• [EXERCISE REQUIREMENTS]
1) In the St David's Awards article, who received the First Minister's Special Award?
2) In the St David's Awards article, reproduce the passage from "The award categories" up to and including "lives of others.", swapping "chairman" for "chair".
3) Carry on the article about the St David's Awards from its final sentence.

SOME of Wales’ most inspirational people have been celebrated in an awards ceremony.

The eighth annual St David’s Awards were held today, Wednesday, March 24, to acknowledge the extraordinary achievements of people in or from Wales and recognise the great deeds and contributions made.

The award categories were Bravery, Business, Community Spirit, Culture and Sport, Humanitarian, Innovation, Science and Technology, Young Person, Critical Worker and First Minister’s Special Award.

Professor Keshav Singhal MBE was given the First Minister’s Special Award for his work as chairman of the Covid-19 Risk Assessment group which was set up at the start of the Covid-19 outbreak and led to the development of the All-Wales Covid-19 risk assessment tool.

The Bravery Award was given to John Rees, Lisa Way and Ayette Bounouri for their bravery in defending themselves and others during a fatal knife attack at Co-Op in Penygraig last year. Mr Rees was killed while trying to save the lives of others.

• [RECORD EXTRACTS]
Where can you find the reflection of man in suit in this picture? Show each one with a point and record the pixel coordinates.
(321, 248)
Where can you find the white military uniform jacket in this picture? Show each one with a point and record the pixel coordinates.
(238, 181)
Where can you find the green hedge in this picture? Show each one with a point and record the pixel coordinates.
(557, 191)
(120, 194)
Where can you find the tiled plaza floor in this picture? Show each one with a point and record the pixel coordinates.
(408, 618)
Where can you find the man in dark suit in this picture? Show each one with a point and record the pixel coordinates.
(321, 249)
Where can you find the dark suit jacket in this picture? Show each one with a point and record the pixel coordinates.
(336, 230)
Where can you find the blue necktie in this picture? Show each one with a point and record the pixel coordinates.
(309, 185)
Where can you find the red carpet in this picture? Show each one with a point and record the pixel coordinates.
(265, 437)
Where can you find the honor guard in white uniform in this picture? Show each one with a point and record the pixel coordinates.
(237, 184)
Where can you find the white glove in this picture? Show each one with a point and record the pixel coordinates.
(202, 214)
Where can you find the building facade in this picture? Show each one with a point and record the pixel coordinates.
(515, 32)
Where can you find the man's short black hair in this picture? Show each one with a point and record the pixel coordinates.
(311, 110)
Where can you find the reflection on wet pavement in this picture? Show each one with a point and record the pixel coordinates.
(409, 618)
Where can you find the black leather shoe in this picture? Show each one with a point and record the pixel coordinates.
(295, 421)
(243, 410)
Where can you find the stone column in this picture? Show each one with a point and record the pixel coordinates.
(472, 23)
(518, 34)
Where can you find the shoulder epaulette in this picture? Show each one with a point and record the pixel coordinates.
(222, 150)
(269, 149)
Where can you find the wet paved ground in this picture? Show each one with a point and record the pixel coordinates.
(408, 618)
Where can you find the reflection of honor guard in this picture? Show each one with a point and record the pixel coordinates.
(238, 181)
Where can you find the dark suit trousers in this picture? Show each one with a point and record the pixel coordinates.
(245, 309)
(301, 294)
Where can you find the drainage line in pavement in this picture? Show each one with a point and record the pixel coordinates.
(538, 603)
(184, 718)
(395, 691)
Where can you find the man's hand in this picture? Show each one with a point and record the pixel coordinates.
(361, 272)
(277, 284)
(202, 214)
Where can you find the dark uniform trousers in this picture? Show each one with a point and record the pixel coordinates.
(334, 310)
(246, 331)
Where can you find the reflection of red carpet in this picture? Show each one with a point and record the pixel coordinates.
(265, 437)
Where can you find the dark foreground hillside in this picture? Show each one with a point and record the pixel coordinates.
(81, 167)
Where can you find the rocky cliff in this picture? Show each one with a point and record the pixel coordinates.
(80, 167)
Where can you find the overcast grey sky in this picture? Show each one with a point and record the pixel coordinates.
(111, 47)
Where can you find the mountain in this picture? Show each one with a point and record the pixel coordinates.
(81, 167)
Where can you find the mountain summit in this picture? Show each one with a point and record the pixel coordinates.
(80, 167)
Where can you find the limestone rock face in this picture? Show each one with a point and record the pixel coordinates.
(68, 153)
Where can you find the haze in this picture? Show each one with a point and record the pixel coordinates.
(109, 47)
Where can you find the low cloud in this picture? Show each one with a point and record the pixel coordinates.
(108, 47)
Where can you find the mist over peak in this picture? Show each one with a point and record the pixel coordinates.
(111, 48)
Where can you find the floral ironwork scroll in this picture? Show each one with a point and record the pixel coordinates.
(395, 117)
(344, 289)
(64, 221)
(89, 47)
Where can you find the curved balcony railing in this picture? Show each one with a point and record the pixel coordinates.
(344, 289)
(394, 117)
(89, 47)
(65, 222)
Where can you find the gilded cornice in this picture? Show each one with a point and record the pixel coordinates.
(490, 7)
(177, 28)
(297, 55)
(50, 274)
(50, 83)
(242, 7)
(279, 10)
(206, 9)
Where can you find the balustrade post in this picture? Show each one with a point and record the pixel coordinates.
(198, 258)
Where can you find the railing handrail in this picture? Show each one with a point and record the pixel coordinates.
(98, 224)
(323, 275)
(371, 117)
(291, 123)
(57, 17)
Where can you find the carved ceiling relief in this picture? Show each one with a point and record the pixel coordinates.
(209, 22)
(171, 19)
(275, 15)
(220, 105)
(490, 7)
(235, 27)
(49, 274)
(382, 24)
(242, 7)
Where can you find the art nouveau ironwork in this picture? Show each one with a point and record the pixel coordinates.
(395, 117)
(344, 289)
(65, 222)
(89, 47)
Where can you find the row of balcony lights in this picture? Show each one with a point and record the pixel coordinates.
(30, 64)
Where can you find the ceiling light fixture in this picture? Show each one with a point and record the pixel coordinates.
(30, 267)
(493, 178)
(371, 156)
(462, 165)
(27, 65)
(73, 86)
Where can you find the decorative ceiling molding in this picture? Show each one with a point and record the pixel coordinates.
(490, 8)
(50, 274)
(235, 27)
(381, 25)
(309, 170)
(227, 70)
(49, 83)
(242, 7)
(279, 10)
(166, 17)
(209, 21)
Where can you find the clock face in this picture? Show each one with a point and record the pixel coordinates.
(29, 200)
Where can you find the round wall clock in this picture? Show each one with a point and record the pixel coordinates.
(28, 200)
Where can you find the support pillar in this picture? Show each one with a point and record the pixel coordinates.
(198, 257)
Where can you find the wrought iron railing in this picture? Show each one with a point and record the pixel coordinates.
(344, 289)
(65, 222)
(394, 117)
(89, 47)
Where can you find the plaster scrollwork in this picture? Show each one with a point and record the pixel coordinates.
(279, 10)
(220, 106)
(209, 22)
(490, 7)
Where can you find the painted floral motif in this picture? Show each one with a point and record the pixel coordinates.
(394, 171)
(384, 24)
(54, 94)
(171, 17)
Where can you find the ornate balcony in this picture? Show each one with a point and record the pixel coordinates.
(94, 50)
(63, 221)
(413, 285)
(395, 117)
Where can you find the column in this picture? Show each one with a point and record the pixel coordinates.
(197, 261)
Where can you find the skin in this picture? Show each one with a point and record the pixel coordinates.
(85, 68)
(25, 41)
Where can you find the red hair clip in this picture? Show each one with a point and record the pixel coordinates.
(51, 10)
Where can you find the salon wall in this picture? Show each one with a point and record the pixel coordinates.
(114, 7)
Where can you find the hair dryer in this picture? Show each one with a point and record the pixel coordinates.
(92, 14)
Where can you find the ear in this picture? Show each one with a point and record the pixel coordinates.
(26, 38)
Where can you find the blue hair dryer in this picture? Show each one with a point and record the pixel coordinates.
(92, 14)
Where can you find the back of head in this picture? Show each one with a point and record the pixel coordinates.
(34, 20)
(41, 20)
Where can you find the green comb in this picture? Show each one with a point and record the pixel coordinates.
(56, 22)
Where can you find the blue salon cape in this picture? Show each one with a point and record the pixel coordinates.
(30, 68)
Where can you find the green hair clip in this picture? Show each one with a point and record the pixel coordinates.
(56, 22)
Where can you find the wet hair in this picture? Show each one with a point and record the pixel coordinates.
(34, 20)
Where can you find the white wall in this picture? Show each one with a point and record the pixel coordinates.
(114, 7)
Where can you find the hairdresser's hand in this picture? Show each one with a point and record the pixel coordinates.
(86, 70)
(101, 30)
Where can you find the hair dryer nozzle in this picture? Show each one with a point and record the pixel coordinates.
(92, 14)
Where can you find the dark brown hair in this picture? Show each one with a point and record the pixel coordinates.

• [ANSWERS TO THIS EXERCISE]
1) Professor Keshav Singhal MBE

2)
The award categories were Bravery, Business, Community Spirit, Culture and Sport, Humanitarian, Innovation, Science and Technology, Young Person, Critical Worker and First Minister’s Special Award.

Professor Keshav Singhal MBE was given the First Minister’s Special Award for his work as chair of the Covid-19 Risk Assessment group which was set up at the start of the Covid-19 outbreak and led to the development of the All-Wales Covid-19 risk assessment tool.

The Bravery Award was given to John Rees, Lisa Way and Ayette Bounouri for their bravery in defending themselves and others during a fatal knife attack at Co-Op in Penygraig last year. Mr Rees was killed while trying to save the lives of others.

3)
The Business Award was received by Little Inspirations. The South Wales based company provide childcare services and stayed open throughout the pandemic working with seven local authorities to provide childcare for essential workers and vulnerable families.

Denbighshire Dial a Ride won the Community Spirit Award. The volunteer service provides door-to-door transport to those in the community with a disability, impairment or who cannot use public transport. They have continued throughout the pandemic, providing a lifeline to many in the community. The volunteers also deliver prescriptions and do people’s shopping.


The Critical Worker Award went to Cartref Gofal Cherry Tree/Cherry Tree Care Home. Nine members of the staff left their homes and families during the first lockdown for six weeks to move in with the residents at the care home. They went above and beyond to protect others to reduce the risk of infection and reassure those in their care.

Delwyn Derrick was given the Culture and Sport Award for his work in creating a multi-ethnic and inclusion focused football club in Bellevue Football in North-East Wales. He uses sport to being people from diverse backgrounds together including refugees, asylum seekers and people with mental health issues or learning difficulties.

John Puzey was the recipient of the Humanitarian Award. He has been a director of Shelter Cymru and a leading housing campaigner for more than 30 years. He has overseen the growth and development of the charity to providing a wide range of housing advice services as well as increasing its campaigning and policy profile. He led their swift response to the Covid-19 pandemic.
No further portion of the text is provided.